COMPLETE THE FOLLOWING
a) In the Los elegidos article, which network aired the series?
b) What supernatural powers does the Los elegidos article give to characters in its cast list? Name each one with its character.
c) Extend the article on the television series Los elegidos from where it stops.
-------- PASSAGE PROVIDED
- Genre: Telenovela
- Based on: Los protegidos by Darío Madrona and Ruth García
- Written by: Pablo Aramendi; Nuria Ibáñez; Diego Flores; Chema Solari; Ernesto Anaya;
- Directed by: Carlos González Sariñana; Bonnie Cartas;
- Starring: Sara Maldonado; Carlos Ferro; Julio Bracho; Carmen Madrid;
- Opening theme: "Familia de verdad" by Macarena García
- Original language: Spanish
- No. of seasons: 1
- No. of episodes: 34 (70 produced)

Production
- Executive producer: Andrés Santamaría
- Production locations: Mexico City, Mexico
- Camera setup: Multi-camera
- Production companies: Sony Pictures Television; Televisa;

Original release
- Network: Las Estrellas
- Release: 1 July – 16 August 2019

= Los elegidos (TV series) =

2019 Mexican television series

Los elegidos is a Mexican television series produced by Sony Pictures Television and Televisa based on the 2010 Spanish television series created by Darío Madrona and Ruth García, Los protegidos. The series stars Sara Maldonado and Carlos Ferro. The series revolves around a group of people who pretend to be a family with the aim of fleeing from a strange organization that seeks them for the supernatural powers that the kids' possess. It premiered on 1 July 2019 and ended on 16 August 2019.

== Premise ==
The García García family hides two secrets. One is that they are actually not a family and the second is that the children and young people that comprise it have extraordinary abilities. They must hide to protect themselves from the sinister Colonel Morrison, a former US military man who wishes to use their powers for the benefit of his diabolical plans.

== Cast ==
- Sara Maldonado as Jimena García, a psychologist who will help Los elegidos after her daughter is kidnapped.
- Carlos Ferro as Mario García, a man who makes facial composite drawings, although his dream is to be an illustrator of books. He is Carlos's father.
- Julio Bracho as Thomas Morrison "El Coronel"
- Carmen Madrid as Rosa Domínguez
- Arantza Ruíz as Becka
- Macarena García as Sandra García, a teenager from a wealthy family whose power is electricity, which puts her in several problems.
- Erick Cañete as Lucas García, a shy and withdrawn teen whose power is shapeshifting.
- Jason Romo as Felipe García "Cobra", a problematic teen who lives in litigation with his father. His power is invisibility.
- Mario Escalante as Ismael Murillo
- Gerardo Trejoluna as Antonio Domínguez
- Cinthia Vázquez as Nuria
- Clarisa González as Claudia Domínguez
- Maximiliano Uribe as Carlos García, his power is telekinesis, suffers from bullying at school, and loves his father's stories and comics.
- Paola Real as Lucía García, her power is mind-reading and is always listening to classical music to avoid knowing the thoughts of others.
- Cassandra Iturralde as Blanca
- Lukas Urquijo López as Beto
- José Antonio Toledano as Ángel
- Javier Ponce as Leo

== Episodes ==

Notes

| No. | Title | Original release date |
| 1 | "Tenemos que estar unidos" | 1 July 2019 |
With the help of Jimena and Mario, Los Elegidos will live together as a family, but they will have to abide by certain rules to be at peace.
----------------
-------- GIVEN INFORMATION
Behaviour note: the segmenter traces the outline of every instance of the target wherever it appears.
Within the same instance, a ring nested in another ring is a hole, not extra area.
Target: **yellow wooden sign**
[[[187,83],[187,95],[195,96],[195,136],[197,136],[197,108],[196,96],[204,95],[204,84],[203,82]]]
----------------
ANSWERS FOR THE TASKS
a) Las Estrellas

b)
- Electricity: Sandra García
- Shapeshifting: Lucas García
- Invisibility: Felipe García "Cobra"
- Telekinesis: Carlos García
- Mind-reading: Lucía García

c)
| 2 | "El interrogatorio Domínguez" | 2 July 2019 |
The García García learn more about the preferences of each member of the family to survive the visit of their neighbor.
| 3 | "La misión de Sandra" | 3 July 2019 |
Sandra is desperate to see her sister, so Lucas offers to help her get inside the hospital.
| 4 | "¿Quién se robó el reloj?" | 4 July 2019 |
After being accused of stealing the watch, Cobra will investigate to find the culprit. Lieutenant Murillo finds the García García house.
| 5 | "Fiesta en Villa Dorita" | 5 July 2019 |
Lucas embarks on an adventure to get alcohol for the party that Leo organizes in Villa Dorita.
| 6 | "Rescatando al teniente Murillo" | 8 July 2019 |
While Mario and Lucas conquer the annual festival of family integration, Jimena tries to save Lieutenant Murillo from his enemies.
| 7 | "Dulce como un flan napolitano" | 9 July 2019 |
While Mario and Jimena have to write what they feel for their partner in a workshop to be happy, Sandra will try to rescue her sister.
| 8 | "In vitro" | 10 July 2019 |
Sandra discovers that she was conceived in vitro and her sister Sofía as well. Mario and Jimena have a romantic evening.
| 9 | "El caso Walsh" | 11 July 2019 |
Lieutenant Murillo and Jimena find a man who could be the clue to find Morrison. Lucas has doubts about his sexual preferences.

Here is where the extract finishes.